De afspraken tussen Delta en Pace werden namens Delta tot eind 2011 gemaakt door [naam directeur], directeur HR van Delta. Delta en [naam directeur] hebben de arbeidsovereenkomst eind december 2011 met onmiddellijke ingang beëindigd.
De Argus-overeenkomst
2.3.
De Argus-overeenkomst luidt, voor zover van belang, als volgt:
4. Artikel 4: vergoedingen
4.1.
Voor de uitrol van het ARGUS programma hanteert PACE een “fixed price”die een 0,5‰ (half promille) bedraagt van de totale personeelskosten met een minimum van EUR 50.000, exclusief BTW. De helft hiervan (50%) zal in rekening worden gebracht vóór aanvang van het traject. De resterende 50% zal in rekening worden gebracht na rapportage van de bevindingen en enkel indien tenminste het tienvoudige van dit bedrag aan harde besparingen is geïnventariseerd.
(…)
Omdat ten tijde van de presentatie niet duidelijk was wat exact de totale personeelskosten van Delta bedragen, is overeengekomen vooralsnog het minimum van € 50.000,-- als uitgangspunt te hanteren voor de eerste facturatie. Zodra bekend is wat de daadwerkelijke personeelskosten van Delta bedragen, ten tijde van de start van het ARGUS programma (datum:1 november 2009), zullen de eerder genoemde bedragen worden aangepast. Genoemde bedragen zijn exclusief BTW en reiskosten.”
2.4.
Het conform het bepaalde in voornoemd artikel door Pace aan Delta gefactureerde bedrag van € 25.000,-- exclusief BTW is door Delta aan Pace voldaan.

- [Aangeleverde gegevens]:
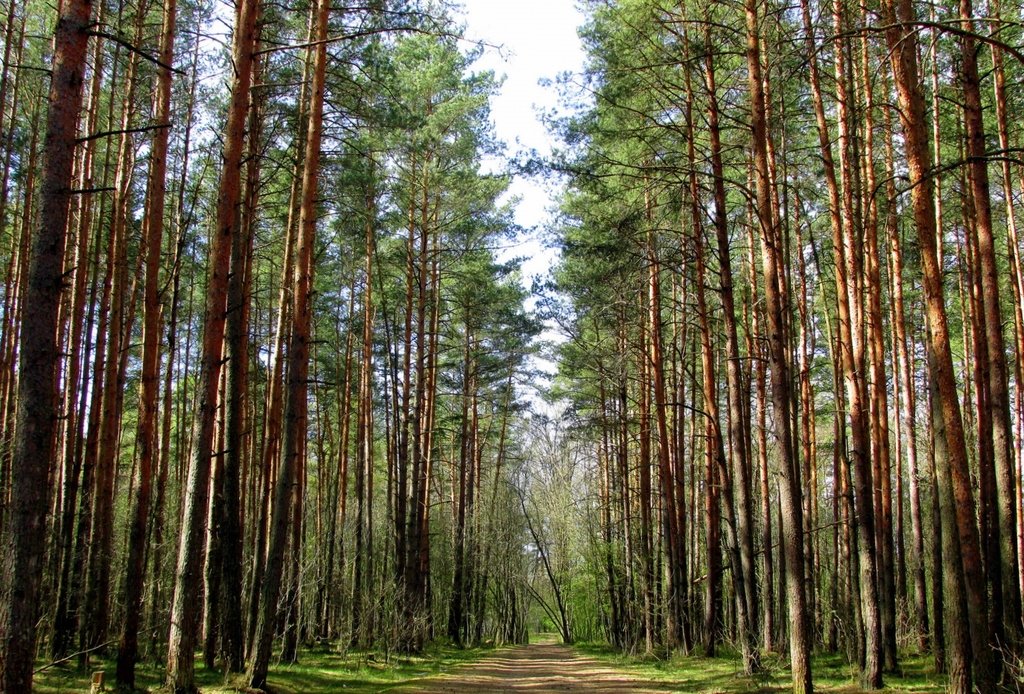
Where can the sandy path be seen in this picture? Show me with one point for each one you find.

--

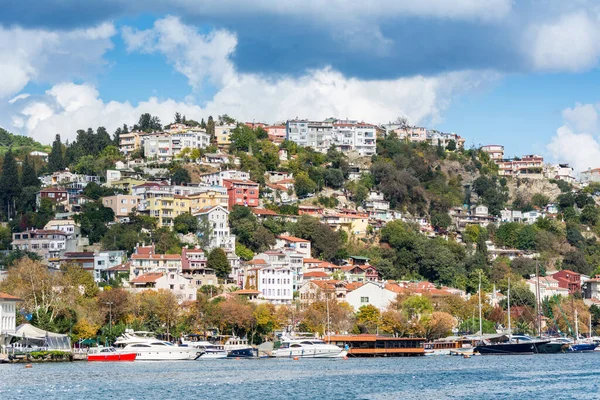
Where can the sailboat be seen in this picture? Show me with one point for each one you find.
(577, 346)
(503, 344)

==

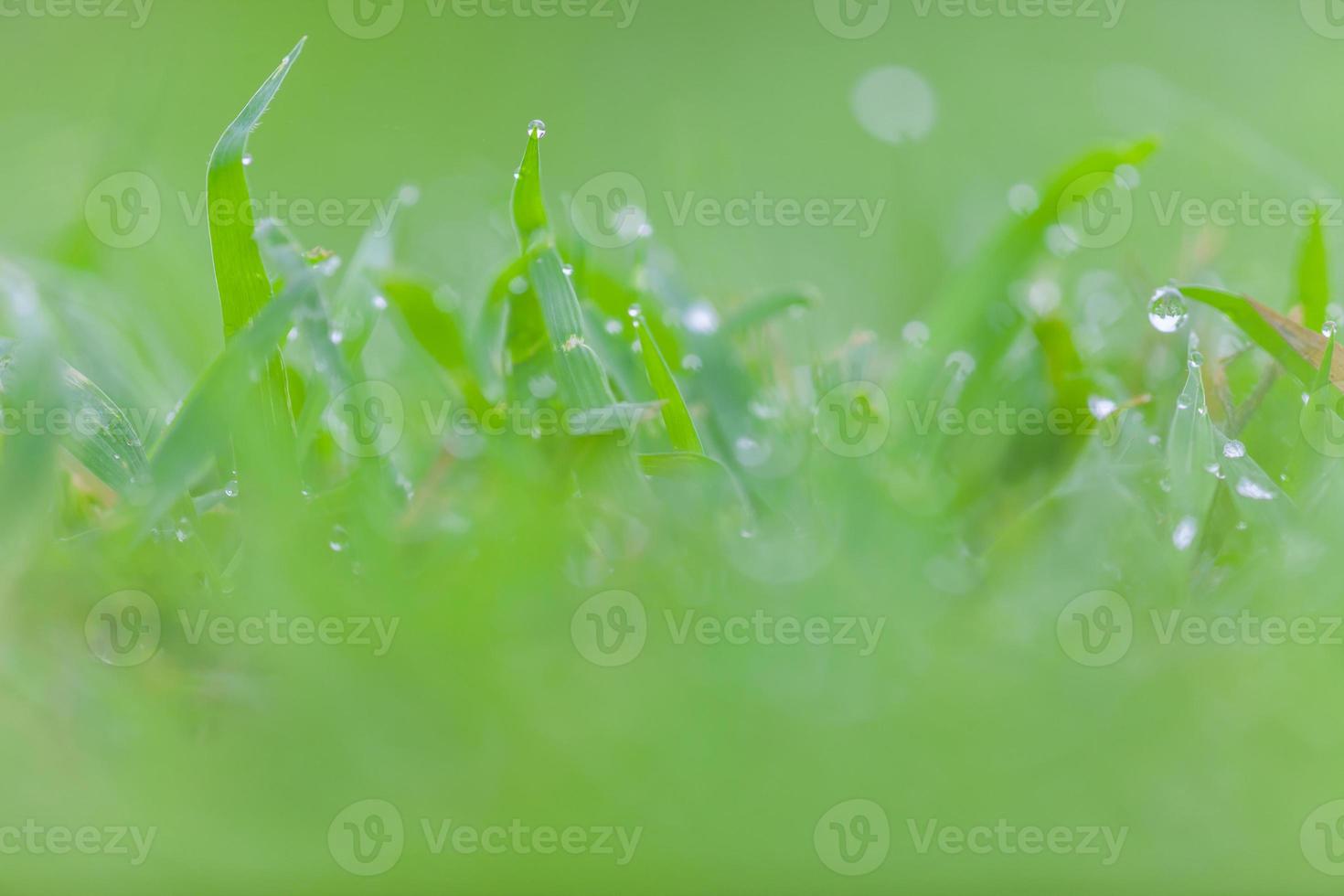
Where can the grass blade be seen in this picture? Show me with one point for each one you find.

- [Opdracht]:
Kloppen deze uitspraken met de tekst over de Argus-overeenkomst? Antwoord per uitspraak met ja of nee en citeer letterlijk de woorden uit de tekst die de doorslag geven.
1. Pace brengt de helft van de vaste prijs in rekening voordat het traject begint.
2. Het minimum van de vaste prijs is EUR 100.000.
3. Delta heeft het gefactureerde bedrag van € 25.000,-- niet aan Pace betaald.

- [Uitkomst]:
1. Ja: "De helft hiervan (50%) zal in rekening worden gebracht vóór aanvang van het traject."
2. Nee: "met een minimum van EUR 50.000, exclusief BTW"
3. Nee: "is door Delta aan Pace voldaan."